== Segment start ==

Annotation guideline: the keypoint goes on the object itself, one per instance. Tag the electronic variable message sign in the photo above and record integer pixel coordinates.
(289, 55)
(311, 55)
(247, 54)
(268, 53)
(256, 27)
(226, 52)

== Segment end ==

§ ACTION ITEM:
Your task is to repeat the entries exactly.

§ EXERCISE RESULT:
Annotation guideline: the keypoint goes on the object itself, one per instance. Tag the electronic variable message sign in the photo above and record integer pixel coordinates.
(289, 55)
(311, 55)
(247, 54)
(268, 53)
(256, 27)
(226, 52)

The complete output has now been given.